— BEGIN Page text —

The goal of the German proposal would be help farmers restructure, at a time when meat production in Germany is being criticised for its thin margins.
“On the one hand, some people think it is a good idea with respect to the improving the circumstances in which animals live, and in respect of climate issues, cows in particular are seen as a factor in high emissions,” says Ines Paucksch, a Partner with Baker Tilly Germany.
“The proposal wasn’t a special tax but a change to the VAT system, because right now the VAT on fresh meat is 7 per cent and the idea would be to increase the VAT rate from the reduced rate to 19 per cent, the standard rate.”
Germany’s VAT system is already influenced by different lobby groups, Ms Paucksch says, so while most fresh food is at the reduced rate, beverages are often at the higher rate.
“It’s not always logical how food is treated,” Ms Paucksch says.
“The idea of the SPD and the Greens is that the increase in tax should work together for the good of the animals and to improve climate, so that farmers would either receive funds to improve the life circumstances of the animals or, if they can, restructure their farming business and potentially reduce the number of cows.”

— END Page text —
— BEGIN Data shown —

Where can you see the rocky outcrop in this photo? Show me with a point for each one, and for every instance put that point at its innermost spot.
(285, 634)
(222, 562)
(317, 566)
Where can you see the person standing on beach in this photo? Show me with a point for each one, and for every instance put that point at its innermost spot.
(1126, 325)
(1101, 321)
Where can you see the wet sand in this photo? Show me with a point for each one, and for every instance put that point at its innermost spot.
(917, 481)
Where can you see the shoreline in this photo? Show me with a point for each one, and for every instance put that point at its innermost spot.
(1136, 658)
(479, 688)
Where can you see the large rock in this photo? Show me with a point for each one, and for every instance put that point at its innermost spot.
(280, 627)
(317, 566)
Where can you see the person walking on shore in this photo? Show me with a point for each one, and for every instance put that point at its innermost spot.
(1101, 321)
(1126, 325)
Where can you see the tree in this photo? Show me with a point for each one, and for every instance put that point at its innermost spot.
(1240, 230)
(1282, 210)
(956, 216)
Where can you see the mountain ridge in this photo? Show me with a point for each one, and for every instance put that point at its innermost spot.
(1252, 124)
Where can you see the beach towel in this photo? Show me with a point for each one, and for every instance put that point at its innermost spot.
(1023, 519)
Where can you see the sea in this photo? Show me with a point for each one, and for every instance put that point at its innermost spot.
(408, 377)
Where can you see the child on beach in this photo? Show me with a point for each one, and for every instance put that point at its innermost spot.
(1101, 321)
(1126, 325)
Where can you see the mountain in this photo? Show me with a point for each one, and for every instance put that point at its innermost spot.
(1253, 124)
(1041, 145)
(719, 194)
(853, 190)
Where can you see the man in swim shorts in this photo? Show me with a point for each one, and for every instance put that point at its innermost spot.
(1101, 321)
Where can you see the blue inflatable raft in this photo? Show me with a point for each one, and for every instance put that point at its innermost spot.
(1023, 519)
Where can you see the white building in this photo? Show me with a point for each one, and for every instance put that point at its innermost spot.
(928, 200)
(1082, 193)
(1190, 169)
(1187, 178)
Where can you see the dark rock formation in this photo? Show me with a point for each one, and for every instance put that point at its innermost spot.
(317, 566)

— END Data shown —

- [Work required]:
From the passage on the German meat VAT proposal, reproduce word for word the stretch that begins at the words "Germany’s VAT system" and stops after the words "Ms Paucksch says.".

- [Result of the exercise]:
Germany’s VAT system is already influenced by different lobby groups, Ms Paucksch says, so while most fresh food is at the reduced rate, beverages are often at the higher rate.
“It’s not always logical how food is treated,” Ms Paucksch says.